Exercise instructions:
Resume the news report on the PGI patient treated with spinal cord stimulation, picking up right after its last sentence.

Document passage:
◇ ◇ ◇ ◇
PGI uses spinal cord stimulation to relieve patient of severe pain

  • HT Correspondent, Hindustan Times, CHANDIGARH
  • Updated: Nov 25, 2014 14:07 IST

A patient suffering from extremely refractory pain has got a big relief after he was treated with spinal cord stimulation at the pain clinic of PGIMER.

Thirty nine-year-old ICICI bank employee approached the institute’s pain clinic department in April 2013. He had met with an accident in 2005 in which, he was crushed between two cars while crossing the road, and had suffered extremely bad pelvic fracture.

At that time, both of his hips were replaced. However, despite the hip replacement, he was not able to walk properly because of the bad injury, and was confined to a wheelchair.

Around one year after the surgery, he again started having pain in lower abdominal wall and in both lower limbs, which progressed to severe pain over the next 3-4 months. He was prescribed all medications- physiotherapy and exercises- but none of them worked. Since then, the patient was in severe agony because of the intolerable pain.

“He was unable to sleep for over two hours, which was the reason he also started taking sedative to get a sleep,” said Dr Babita Ghai, additional professor, anesthesia.
◇ ◇ ◇ ◇
Information given:

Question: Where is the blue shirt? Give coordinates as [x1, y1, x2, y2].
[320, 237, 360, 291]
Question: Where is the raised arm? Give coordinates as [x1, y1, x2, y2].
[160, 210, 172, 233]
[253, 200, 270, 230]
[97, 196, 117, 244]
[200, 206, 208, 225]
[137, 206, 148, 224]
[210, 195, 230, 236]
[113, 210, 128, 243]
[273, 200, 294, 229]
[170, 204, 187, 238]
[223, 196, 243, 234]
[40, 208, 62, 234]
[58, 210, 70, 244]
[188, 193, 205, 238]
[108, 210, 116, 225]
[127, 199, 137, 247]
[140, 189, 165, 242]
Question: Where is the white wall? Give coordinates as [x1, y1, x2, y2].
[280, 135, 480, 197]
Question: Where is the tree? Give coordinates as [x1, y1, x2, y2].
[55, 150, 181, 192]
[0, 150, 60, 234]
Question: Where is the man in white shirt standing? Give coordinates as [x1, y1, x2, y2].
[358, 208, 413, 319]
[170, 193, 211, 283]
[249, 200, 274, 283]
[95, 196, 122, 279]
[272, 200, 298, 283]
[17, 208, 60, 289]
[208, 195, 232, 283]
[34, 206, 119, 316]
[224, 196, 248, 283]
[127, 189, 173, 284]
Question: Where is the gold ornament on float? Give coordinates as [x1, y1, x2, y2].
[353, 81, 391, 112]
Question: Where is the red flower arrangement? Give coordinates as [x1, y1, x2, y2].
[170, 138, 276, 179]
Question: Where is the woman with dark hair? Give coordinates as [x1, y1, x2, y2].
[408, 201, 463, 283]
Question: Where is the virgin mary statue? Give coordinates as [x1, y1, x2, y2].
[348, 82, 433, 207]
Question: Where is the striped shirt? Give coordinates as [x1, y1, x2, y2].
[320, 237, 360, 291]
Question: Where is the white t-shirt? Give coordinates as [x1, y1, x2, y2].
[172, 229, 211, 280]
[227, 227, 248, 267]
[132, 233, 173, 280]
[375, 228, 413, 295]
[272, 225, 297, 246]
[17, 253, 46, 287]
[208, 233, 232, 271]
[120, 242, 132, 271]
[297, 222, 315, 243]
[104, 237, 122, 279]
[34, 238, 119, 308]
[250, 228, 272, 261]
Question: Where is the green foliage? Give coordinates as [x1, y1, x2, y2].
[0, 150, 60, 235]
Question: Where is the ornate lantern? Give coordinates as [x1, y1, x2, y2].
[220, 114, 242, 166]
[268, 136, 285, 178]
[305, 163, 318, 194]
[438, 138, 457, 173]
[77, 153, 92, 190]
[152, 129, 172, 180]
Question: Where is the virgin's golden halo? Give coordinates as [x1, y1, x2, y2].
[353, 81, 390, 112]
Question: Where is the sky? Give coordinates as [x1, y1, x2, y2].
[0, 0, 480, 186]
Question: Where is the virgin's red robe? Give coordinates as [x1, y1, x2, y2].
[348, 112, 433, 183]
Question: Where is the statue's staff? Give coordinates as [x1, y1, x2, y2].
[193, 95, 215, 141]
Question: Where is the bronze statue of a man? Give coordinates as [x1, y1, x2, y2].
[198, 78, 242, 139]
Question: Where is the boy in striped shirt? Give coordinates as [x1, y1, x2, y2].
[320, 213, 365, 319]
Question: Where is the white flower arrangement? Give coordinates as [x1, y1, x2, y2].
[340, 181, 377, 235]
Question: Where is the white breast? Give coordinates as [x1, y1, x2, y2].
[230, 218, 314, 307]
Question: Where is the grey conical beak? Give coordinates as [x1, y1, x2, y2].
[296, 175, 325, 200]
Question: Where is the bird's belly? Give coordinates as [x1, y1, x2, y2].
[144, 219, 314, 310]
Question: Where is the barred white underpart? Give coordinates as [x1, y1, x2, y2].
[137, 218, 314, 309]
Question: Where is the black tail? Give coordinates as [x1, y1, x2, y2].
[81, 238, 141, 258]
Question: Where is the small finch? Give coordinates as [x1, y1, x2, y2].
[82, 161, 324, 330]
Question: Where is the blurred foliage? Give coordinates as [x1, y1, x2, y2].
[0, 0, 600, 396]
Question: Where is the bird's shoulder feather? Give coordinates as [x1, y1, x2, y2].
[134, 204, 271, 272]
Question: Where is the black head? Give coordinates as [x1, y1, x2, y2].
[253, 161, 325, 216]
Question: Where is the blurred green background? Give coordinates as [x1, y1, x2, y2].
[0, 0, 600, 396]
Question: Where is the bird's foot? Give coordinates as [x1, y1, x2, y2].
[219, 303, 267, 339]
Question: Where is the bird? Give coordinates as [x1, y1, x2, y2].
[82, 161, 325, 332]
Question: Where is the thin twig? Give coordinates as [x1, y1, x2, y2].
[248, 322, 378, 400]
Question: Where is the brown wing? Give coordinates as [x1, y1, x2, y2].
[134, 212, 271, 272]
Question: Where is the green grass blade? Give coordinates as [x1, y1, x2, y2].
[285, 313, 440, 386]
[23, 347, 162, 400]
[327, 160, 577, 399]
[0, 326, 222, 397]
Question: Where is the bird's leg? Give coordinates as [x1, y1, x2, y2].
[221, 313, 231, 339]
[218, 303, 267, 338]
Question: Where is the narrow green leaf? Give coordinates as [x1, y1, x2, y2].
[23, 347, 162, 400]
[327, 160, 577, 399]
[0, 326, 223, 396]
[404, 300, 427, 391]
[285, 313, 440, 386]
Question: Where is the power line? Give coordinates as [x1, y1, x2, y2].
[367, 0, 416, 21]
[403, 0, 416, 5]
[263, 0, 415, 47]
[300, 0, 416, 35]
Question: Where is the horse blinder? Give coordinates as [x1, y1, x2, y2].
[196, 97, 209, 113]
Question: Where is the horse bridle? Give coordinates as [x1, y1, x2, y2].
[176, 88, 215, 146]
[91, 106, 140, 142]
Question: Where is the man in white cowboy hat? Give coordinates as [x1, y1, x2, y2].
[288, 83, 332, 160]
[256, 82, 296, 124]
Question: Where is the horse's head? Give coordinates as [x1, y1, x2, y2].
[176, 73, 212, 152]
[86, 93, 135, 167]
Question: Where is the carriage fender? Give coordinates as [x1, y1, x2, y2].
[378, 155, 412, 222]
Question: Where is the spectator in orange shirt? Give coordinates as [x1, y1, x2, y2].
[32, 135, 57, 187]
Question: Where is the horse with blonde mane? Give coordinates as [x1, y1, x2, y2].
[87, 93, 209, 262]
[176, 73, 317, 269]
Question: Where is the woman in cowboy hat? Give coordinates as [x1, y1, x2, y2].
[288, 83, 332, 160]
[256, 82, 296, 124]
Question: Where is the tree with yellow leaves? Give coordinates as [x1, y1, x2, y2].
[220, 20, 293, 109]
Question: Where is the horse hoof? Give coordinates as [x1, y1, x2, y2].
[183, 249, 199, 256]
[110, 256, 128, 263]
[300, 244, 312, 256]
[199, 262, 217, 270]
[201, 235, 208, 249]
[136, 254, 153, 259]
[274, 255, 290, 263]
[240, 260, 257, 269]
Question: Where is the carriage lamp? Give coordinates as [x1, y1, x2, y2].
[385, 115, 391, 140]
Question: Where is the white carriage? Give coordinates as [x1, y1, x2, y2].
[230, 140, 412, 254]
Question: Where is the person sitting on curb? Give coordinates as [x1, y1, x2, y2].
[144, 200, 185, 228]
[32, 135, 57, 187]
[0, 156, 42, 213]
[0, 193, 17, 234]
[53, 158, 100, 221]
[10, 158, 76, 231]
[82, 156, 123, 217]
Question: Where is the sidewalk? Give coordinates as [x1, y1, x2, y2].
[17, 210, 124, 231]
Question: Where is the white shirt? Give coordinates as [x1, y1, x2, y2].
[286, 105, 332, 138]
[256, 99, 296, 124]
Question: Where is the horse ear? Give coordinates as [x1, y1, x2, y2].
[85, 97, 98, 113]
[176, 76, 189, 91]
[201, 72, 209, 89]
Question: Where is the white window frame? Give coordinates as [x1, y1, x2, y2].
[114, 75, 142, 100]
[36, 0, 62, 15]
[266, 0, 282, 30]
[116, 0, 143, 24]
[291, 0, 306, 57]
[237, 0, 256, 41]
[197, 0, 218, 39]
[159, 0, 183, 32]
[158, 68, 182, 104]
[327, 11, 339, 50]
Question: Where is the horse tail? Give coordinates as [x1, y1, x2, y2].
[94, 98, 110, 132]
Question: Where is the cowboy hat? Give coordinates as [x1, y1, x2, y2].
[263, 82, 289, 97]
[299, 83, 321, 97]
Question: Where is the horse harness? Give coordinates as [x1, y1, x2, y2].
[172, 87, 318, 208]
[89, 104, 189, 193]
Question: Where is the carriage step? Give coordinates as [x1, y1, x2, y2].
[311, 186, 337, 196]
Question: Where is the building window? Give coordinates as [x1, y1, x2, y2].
◇ ◇ ◇ ◇
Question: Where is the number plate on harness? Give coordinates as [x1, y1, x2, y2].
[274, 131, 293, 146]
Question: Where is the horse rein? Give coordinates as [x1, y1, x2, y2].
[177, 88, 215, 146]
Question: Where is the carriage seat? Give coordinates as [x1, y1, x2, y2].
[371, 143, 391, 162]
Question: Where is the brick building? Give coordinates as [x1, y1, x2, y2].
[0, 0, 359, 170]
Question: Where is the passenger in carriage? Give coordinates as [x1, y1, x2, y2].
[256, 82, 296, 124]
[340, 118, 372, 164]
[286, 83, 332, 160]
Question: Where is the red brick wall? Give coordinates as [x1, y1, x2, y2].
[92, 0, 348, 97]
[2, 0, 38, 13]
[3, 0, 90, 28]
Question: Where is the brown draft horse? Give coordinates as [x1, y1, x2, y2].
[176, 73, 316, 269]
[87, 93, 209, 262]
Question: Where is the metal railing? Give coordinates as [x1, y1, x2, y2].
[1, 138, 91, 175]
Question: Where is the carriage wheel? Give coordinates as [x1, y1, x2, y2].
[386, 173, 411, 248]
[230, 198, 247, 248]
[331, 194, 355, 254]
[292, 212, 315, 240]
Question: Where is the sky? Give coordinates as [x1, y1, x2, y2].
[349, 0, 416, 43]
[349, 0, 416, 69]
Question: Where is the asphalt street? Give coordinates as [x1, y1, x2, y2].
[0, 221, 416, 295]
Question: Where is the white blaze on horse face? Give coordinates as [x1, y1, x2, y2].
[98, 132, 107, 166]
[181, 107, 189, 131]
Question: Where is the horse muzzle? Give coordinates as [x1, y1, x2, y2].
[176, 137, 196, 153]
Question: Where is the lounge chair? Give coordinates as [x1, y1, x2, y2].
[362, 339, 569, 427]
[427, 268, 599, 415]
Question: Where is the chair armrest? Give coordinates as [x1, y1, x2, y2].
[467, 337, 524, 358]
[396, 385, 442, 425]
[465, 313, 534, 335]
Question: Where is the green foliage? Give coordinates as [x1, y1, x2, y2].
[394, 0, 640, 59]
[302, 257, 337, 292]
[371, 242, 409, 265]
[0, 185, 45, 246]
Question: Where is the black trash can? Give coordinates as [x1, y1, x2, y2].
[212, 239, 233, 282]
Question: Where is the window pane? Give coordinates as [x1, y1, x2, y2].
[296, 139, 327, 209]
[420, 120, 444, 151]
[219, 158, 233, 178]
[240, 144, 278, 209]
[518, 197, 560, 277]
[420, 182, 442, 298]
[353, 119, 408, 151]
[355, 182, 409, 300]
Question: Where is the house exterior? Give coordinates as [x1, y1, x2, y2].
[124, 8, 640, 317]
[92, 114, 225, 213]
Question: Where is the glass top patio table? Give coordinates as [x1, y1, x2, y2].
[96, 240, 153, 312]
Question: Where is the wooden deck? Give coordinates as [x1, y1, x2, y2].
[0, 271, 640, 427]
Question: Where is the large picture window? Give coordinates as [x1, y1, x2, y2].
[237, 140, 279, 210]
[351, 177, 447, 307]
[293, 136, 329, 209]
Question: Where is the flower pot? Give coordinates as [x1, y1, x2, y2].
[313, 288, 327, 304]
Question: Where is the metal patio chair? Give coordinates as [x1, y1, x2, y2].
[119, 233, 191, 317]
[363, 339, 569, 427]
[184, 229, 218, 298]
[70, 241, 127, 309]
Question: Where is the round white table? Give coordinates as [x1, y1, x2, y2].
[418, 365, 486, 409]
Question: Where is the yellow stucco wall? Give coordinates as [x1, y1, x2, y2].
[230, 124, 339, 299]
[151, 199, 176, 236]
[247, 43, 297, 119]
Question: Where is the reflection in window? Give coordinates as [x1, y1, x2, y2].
◇ ◇ ◇ ◇
Output:
“However, his condition was again reviewed and doctors prescribed him medications, including morphine, fentanyl or butorphanol patch, which are prescribed for cancer pain. But nothing seemed to be working,” added Dr Ghai.

Analyzing his condition, the doctors at PGIMER offered the option of spinal cord stimulation trial, which he agreed to go for. Interestingly, in October, a spinal cord stimulation trial was performed on him that provided him over 60% of relief.

“For the first time in these eight years, I could sleep well for around 6-8 hours,” he stated. The doctors at the PGI say now they are planning to conduct the permanent spinal cord stimulation implant of the patient.


The spinal cord stimulation delivers mild electrical impulses near the spinal cord that interrupt pain signals to the brain, replacing them with a tingling sensation. The stimulation is delivered from the device through insulated wires called leads placed next to the spinal cord in epidural space.